I admit that I am a believer in signs. Over the years, I have received and written in this blog about signs that I have received, particularly from Ben, that let me know that he is with me. Maybe that’s one of the reasons I love Disney’s The Princess and the Frog. The firefly, Ray, knew deep in his heart that the star he saw was his love, Evangeline. I relate to the way he knows she’s watching him and the way he speaks to her. He sees things through the eyes of the love they had. I get that. Mama Odie may have been blind, but she saw the truth in people and events, and she recognized signs and possibilities.
Ben and I never spent a lot of time at Central Park. As his ALS progressed and he was homebound, we did appreciate our time outside and in the more level areas of the Park. Over the past few years, I have spent a lot of time in Central Park. First, it was for exercise and then it grew to give me a lot of peace. I particularly loved to spot and feed the turtles. Turtles were animals that Ben and I loved and were a joke between us. We quoted a cartoon turtle that said, “I’ll get there…may take me some time… but I’ll get there.” I remember that one day, during a really sad and stressed time that I specifically headed to a favorite spot at Belvedere Castle to see turtles and feel close to Ben, I found the Castle closed and under scaffolding. Unnerved, I just kept walking, eventually finding a new path that led me to the discovery of a whole new group of turtles. I knew that was a sign from Ben. You may not believe this, and you may disagree, but this makes sense in my mind and it gives me comfort. I also loved to make wishes and toss coins into the Bethesda Fountain. I made wishes for myself but also for the many people in my life who needed some wishes. My Disney heart knows that wishes can come true, even if, as Fairy Godmother says, miracles may take a while.

▸ **Provided material**:
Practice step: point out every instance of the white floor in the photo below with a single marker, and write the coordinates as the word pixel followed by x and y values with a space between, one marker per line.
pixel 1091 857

▸ **Exercise requirements**:
1 – In the blog post, what did the writer find at Belvedere Castle on the day they went there to see turtles?
2 – Transcribe the blog post starting with "I admit that" and going on through "signs and possibilities.".
Work only from the blog post, not from the lines.

▸ **Responses for each task**:
1 – The Castle was closed and under scaffolding.

2 –
I admit that I am a believer in signs. Over the years, I have received and written in this blog about signs that I have received, particularly from Ben, that let me know that he is with me. Maybe that’s one of the reasons I love Disney’s The Princess and the Frog. The firefly, Ray, knew deep in his heart that the star he saw was his love, Evangeline. I relate to the way he knows she’s watching him and the way he speaks to her. He sees things through the eyes of the love they had. I get that. Mama Odie may have been blind, but she saw the truth in people and events, and she recognized signs and possibilities.